**WHAT THIS TASK INVOLVES**
Please reproduce the listing verbatim, without its images.

**GIVEN INFORMATION**
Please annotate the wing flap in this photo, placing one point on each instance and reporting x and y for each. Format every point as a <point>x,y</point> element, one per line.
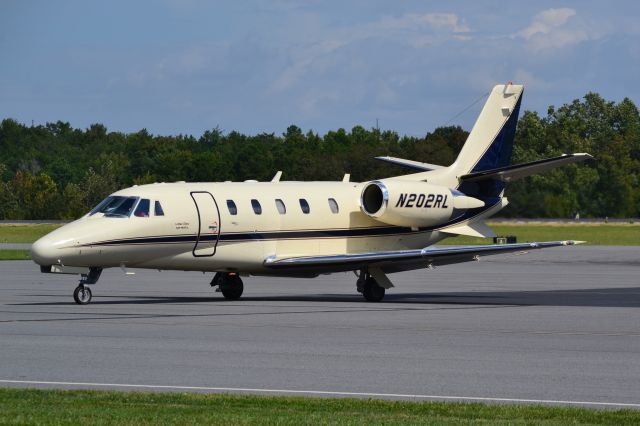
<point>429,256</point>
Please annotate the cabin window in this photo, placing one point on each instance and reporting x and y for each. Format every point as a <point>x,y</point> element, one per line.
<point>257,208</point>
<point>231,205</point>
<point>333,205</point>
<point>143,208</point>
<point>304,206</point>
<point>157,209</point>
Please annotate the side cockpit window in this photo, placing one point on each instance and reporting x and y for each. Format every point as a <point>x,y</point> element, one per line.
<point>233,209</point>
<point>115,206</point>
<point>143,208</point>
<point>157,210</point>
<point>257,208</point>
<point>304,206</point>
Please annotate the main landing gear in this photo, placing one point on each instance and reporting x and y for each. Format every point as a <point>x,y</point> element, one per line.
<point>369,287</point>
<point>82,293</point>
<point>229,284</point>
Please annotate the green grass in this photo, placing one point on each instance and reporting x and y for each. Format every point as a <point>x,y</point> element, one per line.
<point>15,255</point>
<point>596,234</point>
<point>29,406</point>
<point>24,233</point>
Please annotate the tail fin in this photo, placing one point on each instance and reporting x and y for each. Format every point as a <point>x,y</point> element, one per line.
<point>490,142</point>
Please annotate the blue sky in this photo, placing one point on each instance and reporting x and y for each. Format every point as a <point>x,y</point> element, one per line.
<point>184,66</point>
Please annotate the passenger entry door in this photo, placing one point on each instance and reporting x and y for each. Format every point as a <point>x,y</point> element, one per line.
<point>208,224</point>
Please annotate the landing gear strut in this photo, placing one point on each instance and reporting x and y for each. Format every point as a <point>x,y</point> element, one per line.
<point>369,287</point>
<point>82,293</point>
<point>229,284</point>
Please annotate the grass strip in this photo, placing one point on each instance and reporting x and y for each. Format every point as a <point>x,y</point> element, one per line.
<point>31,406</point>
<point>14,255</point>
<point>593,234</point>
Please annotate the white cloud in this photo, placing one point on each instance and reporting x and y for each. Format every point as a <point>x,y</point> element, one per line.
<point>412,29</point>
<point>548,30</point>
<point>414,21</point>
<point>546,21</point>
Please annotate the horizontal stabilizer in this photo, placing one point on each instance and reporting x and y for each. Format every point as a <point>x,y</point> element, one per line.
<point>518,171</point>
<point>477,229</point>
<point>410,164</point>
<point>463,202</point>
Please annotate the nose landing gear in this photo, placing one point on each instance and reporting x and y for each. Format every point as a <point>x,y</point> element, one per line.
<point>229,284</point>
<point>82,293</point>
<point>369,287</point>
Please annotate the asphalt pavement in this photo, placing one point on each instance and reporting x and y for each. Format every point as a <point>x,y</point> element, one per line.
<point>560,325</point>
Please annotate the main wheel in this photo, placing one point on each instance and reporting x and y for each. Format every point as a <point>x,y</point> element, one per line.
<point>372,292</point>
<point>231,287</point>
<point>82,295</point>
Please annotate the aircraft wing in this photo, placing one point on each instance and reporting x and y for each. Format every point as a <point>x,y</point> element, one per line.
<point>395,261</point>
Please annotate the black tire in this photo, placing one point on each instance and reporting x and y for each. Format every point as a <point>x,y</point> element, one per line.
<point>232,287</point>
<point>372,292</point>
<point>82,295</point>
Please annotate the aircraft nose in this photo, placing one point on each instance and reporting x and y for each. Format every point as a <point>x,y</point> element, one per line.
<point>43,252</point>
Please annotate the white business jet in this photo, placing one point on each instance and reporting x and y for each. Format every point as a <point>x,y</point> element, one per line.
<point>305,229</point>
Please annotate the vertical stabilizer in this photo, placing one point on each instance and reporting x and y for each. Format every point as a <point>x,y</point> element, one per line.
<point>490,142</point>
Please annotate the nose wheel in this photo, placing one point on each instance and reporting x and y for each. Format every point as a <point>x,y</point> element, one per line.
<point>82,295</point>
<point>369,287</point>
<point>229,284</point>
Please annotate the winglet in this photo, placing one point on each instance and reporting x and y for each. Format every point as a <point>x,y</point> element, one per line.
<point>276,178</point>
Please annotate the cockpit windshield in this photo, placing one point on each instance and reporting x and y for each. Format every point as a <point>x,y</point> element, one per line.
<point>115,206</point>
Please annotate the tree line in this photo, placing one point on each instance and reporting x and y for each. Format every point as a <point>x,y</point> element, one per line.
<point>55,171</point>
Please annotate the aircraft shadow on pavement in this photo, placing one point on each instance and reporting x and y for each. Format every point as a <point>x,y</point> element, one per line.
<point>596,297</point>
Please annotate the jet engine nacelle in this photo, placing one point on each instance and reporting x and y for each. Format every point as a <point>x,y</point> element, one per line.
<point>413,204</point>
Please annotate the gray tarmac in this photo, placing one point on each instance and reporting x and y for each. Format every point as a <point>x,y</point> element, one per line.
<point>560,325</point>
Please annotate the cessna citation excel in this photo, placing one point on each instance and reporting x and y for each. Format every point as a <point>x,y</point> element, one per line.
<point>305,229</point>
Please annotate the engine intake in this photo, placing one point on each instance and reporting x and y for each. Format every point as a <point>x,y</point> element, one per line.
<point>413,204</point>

**SOLUTION FOR THIS TASK**
Please annotate the wing flap in this photo, placing one point on each instance and reporting x and y for each. Format every point as a <point>x,y</point> element, one per line.
<point>429,256</point>
Please annotate the cabin window in this photo, placing one point on each instance and reporting x and y for each. Format every point as a <point>x,y</point> element, one per line.
<point>257,208</point>
<point>231,205</point>
<point>333,205</point>
<point>143,208</point>
<point>304,206</point>
<point>157,209</point>
Please annotate the side cockpit window in this photo, placing one point on each instance and reporting x and y for each. Format every point as a <point>x,y</point> element, one per line.
<point>233,209</point>
<point>115,206</point>
<point>143,208</point>
<point>157,210</point>
<point>257,208</point>
<point>304,206</point>
Please annotate the main landing gear in this photo, placing one point on each instance and reporting x and y for each. Format every point as a <point>x,y</point> element, one per line.
<point>369,287</point>
<point>82,293</point>
<point>229,284</point>
Please annotate the green grass in this photo, placing one point on each instance and reporting x and y for each. Format every point as a <point>x,y</point> element, one per line.
<point>15,255</point>
<point>596,234</point>
<point>29,406</point>
<point>24,233</point>
Please annotate the tail fin in this photo, placing one point on each instance and reporting x and y for each. Format every point as a <point>x,y</point> element, one per line.
<point>490,142</point>
Please annotate the blue sky in this photo, placing one point on each instance and reporting x and y for each. Format every point as a <point>x,y</point> element, one per line.
<point>184,66</point>
Please annotate the passenger entry door in this photo, placing one point on each instance and reporting x and y for each. Format every point as a <point>x,y</point> element, one per line.
<point>208,224</point>
Please annotate the landing gear strut in this photo, placing one point on each instance and reporting x and y for each. Format every point as a <point>x,y</point> element, one per line.
<point>369,287</point>
<point>82,293</point>
<point>229,284</point>
Please annotate the grass strip in this photo, placing one point on each instance and reporting x and y for each. Format every point as a <point>x,y</point> element, one per line.
<point>31,406</point>
<point>14,255</point>
<point>593,234</point>
Please annotate the white cloud in this photo, placing one point on each instance and reporting x and y for each. Format every point as a <point>x,y</point> element, one per line.
<point>412,29</point>
<point>548,30</point>
<point>414,21</point>
<point>546,21</point>
Please annotate the horizontal stabilizer in this photo, placing one point on each instance and reporting x and y for each. Format every point as a <point>x,y</point> element, one per line.
<point>518,171</point>
<point>477,229</point>
<point>410,164</point>
<point>463,202</point>
Please annotate the nose landing gear in this photo, placing one point on each instance and reporting x and y for each. Format every point as a <point>x,y</point> element, one per line.
<point>229,284</point>
<point>82,293</point>
<point>369,287</point>
Please annotate the asphalt pavement in this photo, placing one point on each instance and reporting x and y for each. Format every point as a <point>x,y</point> element, one per line.
<point>560,325</point>
Please annotate the main wheel in this photo, placing one point on each instance and reporting x and y for each. Format every point as a <point>x,y</point> element, one per line.
<point>372,292</point>
<point>231,287</point>
<point>82,295</point>
Please annotate the aircraft wing in this photo, placing one point on each instance and reporting x and y for each. Format every point as a <point>x,y</point> element, one per line.
<point>395,261</point>
Please annotate the black tire in this photo, placing one point on each instance and reporting x and y for each. Format every point as a <point>x,y</point> element, one per line.
<point>232,287</point>
<point>372,292</point>
<point>82,295</point>
Please annotate the aircraft nose in this photo, placing one point on each instance and reporting x and y for each. Format every point as a <point>x,y</point> element, one per line.
<point>43,252</point>
Please annotate the white business jet in this photo, placing one point on each instance and reporting x and y for each. Format every point as a <point>x,y</point> element, one per line.
<point>305,229</point>
Please annotate the vertical stabilizer in this photo, placing one point on each instance and reporting x and y for each. Format every point as a <point>x,y</point> element, one per line.
<point>490,142</point>
Please annotate the nose wheel in this photo, placing one point on each instance and reporting x and y for each. Format every point as a <point>x,y</point> element, one per line.
<point>82,295</point>
<point>369,287</point>
<point>229,284</point>
Please annotate the winglet in this photo, placing one point on each instance and reporting x and y for each. Format every point as a <point>x,y</point> element, one per line.
<point>276,178</point>
Please annotate the cockpit windshield in this photo, placing one point on each instance and reporting x and y for each. Format every point as a <point>x,y</point> element, one per line.
<point>115,206</point>
Please annotate the tree line in this photo, placing one point on each instance and reporting x and y for each. Format every point as a <point>x,y</point> element, one per line.
<point>55,171</point>
Please annotate the aircraft shadow on pavement in this photo, placing one point on each instance and reporting x and y for each. Format every point as a <point>x,y</point> element, one per line.
<point>596,297</point>
Please annotate the jet engine nacelle in this photo, placing one point on each instance and reporting x and y for each. Format every point as a <point>x,y</point> element, one per line.
<point>413,204</point>
Please annotate the gray tarmac in this photo, placing one point on each instance and reporting x and y for each. Format every point as a <point>x,y</point> element, one per line.
<point>560,325</point>
Please annotate the cessna citation excel in this photo, placing one point on each instance and reporting x and y for each. Format every point as a <point>x,y</point> element, one per line.
<point>305,229</point>
Please annotate the engine intake in this photo, placing one point on each instance and reporting x and y for each. Format every point as a <point>x,y</point> element, one per line.
<point>413,204</point>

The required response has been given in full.